> **EXERCISE 1**: From the Gamescom article, copy word for word the passage starting at "Politics in gaming" and ending at "get more political.".
> **EXERCISE 2**:
Answer these questions using the Gamescom article:
(a) Which company does Jörg Friedrich head?
(b) Where did Falk work before?
(c) According to Endres, what did COVID make people realize?
> **EXERCISE 3**: Continue the Gamescom article from the end of its last sentence.

> **TEXT SHOWN**:
*** Begin section ***

Tim Endres, Gamescom
“It was a tough time,” adds Falk, “but we decided […] to invest really hard, to pay a lot of money to explore the hybrid world, and that gives us an even better position now.”
There was a time when people were questioning whether physical shows were even needed any more given the COVID-era domination of digital events. But Endres thinks the opposite proved true.
“I guess COVID was an absolute booster in terms of realising that we need physical events more than ever before,” he says.
“Purely digital showcases […] cannot replace a physical event like Gamescom, because people want to meet, people want to have emotional moments and interaction together with the games, with the community, and so on, and that’s what Gamescom is about.”
Politics in gaming
Falk says that for him, one of the highlights of Gamescom this year was the special slot in Opening Night Live that highlighted three games about engaging with democracy. “We had Jörg Friedrich, a member of ours, on stage, and he’s always done games around the Nazi regime and historical topics around democracy and the fight for democracy.”
Friedrich is the head of Paintbucket Games, creator of The Darkest Files, a game about investigating real Nazi crimes in post-Second World War Germany. He talked about the role that games can play in strengthening democracy.
“I found that really emotional,” says Falk. “I mean, that’s the beauty of our industry,” he adds, in which so many people are “positively trying to make the world a little better with games.”
Rather than shying away from putting politics in video games, he’s pleased to see games get more political.
“Well, that’s where I come from, I come from the political side,” says Falk, who previously worked at the Bundestag, the lower house of the German federal government. “So that’s also my view on the world. And I always say, games are political, no matter if you are planning to do it.”
“We are the most influential art form [at] the moment. We are the heart of pop culture, and this gives us a responsibility as an industry as well, to be political in a way. And even if we tried not to be, we still express beliefs, and we are influential on millions and billions of people worldwide.”
Of course, politics is also important outside gameplay, and Falk says that he has been pleased that the new German government is offering great support for the country’s gaming industry.

*** End section ***

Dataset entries
*** Begin section ***

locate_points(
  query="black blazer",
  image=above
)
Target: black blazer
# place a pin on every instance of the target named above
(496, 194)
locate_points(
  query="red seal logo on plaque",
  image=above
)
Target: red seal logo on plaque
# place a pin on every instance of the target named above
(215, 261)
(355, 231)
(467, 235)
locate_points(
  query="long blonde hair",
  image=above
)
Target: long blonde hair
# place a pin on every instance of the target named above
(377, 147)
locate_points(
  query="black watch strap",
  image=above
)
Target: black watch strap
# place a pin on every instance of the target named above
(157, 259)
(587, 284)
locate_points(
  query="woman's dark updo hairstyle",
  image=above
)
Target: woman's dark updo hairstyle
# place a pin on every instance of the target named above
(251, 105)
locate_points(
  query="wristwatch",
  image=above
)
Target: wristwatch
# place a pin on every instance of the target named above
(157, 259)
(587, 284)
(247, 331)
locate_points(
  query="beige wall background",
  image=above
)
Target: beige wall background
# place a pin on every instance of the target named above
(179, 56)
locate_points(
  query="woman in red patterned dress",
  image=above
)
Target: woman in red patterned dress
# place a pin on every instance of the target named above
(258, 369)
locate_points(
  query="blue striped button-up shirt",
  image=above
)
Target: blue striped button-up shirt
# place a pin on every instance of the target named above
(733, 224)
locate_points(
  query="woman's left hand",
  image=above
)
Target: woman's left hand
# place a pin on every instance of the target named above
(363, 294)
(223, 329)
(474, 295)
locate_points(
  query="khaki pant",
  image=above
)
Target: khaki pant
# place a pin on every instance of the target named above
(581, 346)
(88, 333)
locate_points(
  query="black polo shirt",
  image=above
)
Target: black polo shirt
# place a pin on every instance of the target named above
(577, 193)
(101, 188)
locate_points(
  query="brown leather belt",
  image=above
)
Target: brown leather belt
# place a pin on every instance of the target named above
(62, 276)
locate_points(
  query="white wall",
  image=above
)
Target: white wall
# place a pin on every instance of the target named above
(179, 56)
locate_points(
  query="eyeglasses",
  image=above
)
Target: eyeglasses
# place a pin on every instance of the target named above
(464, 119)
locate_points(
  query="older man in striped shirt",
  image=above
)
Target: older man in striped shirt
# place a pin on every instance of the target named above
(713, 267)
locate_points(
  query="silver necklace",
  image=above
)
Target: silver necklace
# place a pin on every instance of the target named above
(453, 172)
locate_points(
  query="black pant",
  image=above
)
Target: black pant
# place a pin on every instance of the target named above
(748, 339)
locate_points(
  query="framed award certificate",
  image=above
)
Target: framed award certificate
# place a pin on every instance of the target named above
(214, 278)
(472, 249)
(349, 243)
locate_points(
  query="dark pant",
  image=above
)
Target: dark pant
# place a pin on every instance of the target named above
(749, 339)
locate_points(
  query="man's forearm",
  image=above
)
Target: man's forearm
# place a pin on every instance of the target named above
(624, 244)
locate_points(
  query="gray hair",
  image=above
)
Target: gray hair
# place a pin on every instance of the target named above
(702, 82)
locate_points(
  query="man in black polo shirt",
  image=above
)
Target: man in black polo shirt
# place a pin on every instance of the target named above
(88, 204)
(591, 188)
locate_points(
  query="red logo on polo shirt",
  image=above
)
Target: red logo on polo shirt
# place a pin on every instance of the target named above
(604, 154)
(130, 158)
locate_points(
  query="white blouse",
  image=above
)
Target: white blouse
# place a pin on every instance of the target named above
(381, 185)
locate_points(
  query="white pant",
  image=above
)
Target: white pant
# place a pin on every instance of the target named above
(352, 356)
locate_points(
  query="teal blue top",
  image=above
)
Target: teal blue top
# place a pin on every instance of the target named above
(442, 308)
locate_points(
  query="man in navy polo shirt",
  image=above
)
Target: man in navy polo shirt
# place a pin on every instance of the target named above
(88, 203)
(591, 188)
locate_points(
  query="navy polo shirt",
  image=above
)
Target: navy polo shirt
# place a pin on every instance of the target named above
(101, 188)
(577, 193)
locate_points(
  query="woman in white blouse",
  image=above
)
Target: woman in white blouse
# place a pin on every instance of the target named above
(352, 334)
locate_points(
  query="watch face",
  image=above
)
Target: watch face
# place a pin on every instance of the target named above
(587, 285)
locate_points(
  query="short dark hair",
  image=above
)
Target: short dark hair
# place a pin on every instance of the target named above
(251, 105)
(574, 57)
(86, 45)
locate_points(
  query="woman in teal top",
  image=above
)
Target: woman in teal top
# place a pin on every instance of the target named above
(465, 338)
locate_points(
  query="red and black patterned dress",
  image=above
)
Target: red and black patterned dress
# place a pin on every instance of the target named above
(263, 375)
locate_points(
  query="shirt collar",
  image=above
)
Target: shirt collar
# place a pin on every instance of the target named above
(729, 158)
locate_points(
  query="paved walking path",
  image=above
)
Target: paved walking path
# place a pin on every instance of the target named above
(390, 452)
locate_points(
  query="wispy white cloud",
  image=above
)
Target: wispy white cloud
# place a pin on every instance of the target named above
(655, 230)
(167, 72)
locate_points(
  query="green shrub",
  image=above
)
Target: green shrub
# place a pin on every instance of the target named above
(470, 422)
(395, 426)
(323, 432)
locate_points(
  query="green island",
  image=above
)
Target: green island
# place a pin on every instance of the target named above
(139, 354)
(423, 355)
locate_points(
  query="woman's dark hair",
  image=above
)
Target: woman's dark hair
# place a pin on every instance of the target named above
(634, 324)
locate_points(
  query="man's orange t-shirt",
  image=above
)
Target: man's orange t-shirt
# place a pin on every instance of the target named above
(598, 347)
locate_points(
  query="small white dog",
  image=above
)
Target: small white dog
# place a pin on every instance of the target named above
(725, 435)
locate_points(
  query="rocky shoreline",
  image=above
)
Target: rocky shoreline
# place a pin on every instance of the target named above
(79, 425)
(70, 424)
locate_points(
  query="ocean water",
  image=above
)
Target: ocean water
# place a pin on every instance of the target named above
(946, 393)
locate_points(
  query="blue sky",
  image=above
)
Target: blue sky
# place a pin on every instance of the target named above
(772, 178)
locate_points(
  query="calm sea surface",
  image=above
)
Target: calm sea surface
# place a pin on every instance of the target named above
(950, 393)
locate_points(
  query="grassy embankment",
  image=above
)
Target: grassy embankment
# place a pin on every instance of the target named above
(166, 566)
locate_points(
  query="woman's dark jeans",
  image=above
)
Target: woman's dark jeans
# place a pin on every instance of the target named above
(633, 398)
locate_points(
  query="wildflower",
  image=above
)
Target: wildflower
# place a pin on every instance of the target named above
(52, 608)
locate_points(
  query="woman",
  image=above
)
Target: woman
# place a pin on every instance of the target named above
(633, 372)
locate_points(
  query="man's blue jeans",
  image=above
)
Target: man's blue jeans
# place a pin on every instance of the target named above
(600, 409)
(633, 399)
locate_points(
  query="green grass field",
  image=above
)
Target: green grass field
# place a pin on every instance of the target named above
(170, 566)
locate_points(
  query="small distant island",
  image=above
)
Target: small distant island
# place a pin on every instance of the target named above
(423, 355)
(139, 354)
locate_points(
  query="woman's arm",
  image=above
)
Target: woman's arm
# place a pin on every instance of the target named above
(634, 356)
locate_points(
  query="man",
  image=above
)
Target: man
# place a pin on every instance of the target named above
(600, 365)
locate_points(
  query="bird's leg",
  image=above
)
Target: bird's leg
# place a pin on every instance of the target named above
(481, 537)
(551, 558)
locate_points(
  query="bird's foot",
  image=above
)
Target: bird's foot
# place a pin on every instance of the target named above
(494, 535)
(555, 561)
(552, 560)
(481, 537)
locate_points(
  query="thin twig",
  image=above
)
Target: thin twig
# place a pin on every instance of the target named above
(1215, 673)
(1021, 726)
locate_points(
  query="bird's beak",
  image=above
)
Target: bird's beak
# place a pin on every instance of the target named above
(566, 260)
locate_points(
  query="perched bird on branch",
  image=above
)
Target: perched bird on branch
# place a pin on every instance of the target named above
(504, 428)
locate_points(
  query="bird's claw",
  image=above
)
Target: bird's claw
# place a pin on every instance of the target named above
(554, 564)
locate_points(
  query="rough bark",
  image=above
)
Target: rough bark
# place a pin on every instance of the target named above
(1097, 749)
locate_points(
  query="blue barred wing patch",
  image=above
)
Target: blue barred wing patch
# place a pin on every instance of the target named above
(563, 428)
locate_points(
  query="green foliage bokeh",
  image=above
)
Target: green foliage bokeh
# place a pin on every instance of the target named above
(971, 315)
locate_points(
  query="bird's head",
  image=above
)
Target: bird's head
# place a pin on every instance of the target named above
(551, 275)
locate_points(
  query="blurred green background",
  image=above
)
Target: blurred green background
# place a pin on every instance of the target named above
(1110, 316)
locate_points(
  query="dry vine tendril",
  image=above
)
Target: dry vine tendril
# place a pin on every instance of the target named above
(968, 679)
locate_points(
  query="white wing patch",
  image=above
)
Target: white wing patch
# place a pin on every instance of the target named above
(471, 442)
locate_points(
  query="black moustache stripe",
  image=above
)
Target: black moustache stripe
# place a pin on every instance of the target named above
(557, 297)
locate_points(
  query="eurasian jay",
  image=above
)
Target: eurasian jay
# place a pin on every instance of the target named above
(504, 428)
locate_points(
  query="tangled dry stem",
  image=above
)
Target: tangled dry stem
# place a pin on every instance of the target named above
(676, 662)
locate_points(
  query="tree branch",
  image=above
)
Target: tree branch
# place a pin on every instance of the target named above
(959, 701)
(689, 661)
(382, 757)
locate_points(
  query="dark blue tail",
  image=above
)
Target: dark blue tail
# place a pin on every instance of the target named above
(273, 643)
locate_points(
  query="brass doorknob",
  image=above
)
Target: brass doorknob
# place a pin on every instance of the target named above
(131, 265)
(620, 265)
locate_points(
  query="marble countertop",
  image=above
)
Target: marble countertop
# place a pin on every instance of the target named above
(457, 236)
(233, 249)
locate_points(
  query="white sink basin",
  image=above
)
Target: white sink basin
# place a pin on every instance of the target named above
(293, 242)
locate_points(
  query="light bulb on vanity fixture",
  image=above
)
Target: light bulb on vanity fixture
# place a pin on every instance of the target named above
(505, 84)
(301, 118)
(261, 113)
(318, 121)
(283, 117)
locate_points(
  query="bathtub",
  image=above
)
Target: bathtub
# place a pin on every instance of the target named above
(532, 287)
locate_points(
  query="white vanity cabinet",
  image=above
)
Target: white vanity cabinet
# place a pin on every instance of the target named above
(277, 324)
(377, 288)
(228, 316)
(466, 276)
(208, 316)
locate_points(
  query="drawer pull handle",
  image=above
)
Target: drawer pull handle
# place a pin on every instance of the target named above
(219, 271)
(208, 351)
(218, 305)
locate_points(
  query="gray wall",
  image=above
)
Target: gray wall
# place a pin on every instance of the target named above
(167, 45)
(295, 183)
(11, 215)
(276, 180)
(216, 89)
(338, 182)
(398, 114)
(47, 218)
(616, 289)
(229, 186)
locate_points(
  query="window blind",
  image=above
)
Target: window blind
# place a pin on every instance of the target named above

*** End section ***

> **EXERCISE ANSWER 1**:
Politics in gaming
Falk says that for him, one of the highlights of Gamescom this year was the special slot in Opening Night Live that highlighted three games about engaging with democracy. “We had Jörg Friedrich, a member of ours, on stage, and he’s always done games around the Nazi regime and historical topics around democracy and the fight for democracy.”
Friedrich is the head of Paintbucket Games, creator of The Darkest Files, a game about investigating real Nazi crimes in post-Second World War Germany. He talked about the role that games can play in strengthening democracy.
“I found that really emotional,” says Falk. “I mean, that’s the beauty of our industry,” he adds, in which so many people are “positively trying to make the world a little better with games.”
Rather than shying away from putting politics in video games, he’s pleased to see games get more political.

> **EXERCISE ANSWER 2**:
(a) Paintbucket Games.
(b) At the Bundestag, the lower house of the German federal government.
(c) That physical events are needed more than ever before.

> **EXERCISE ANSWER 3**:
“Yesterday, for example, we had a roundtable with the highest CEOs, like Yves Guillemot and Sarah Bond and others, talking with the new minister to make Germany strong as a place for games – not just when it’s Gamescom in August, but the whole year.”
German politicians officially opened Gamescom on Wednesday. But is it difficult to get politicians engaged with gaming, we ask?
“It’s easy to get them here, and it’s easy to have them be blown away by this amazing festival and to see the potential,” says Falk.
“But what’s hard is to make them really understand what the industry needs are, and what we need to grow, and how fast this must be done – how fast the good surrounding on a political level needs to be built in order to be successful in the competition worldwide.”
“We are the heart of pop culture, and this gives us a responsibility as an industry”
Felix Falk, Game
He says the things the German games industry needs are similar to those elsewhere, such as better tax breaks. But the news is good for the German games market, which despite seeing a 6% drop in player spend in 2024, has recently reported 4% growth in the first half of 2025.
And Falk is pleased with the level of support from the government. “They just announced higher public subsidies here,” he says. “They just increased it from €50 million to €125 million for next year.”
It’s been a tough few years for the games industry. But it seems that in Germany – and for Gamescom – there are encouraging signs of growth.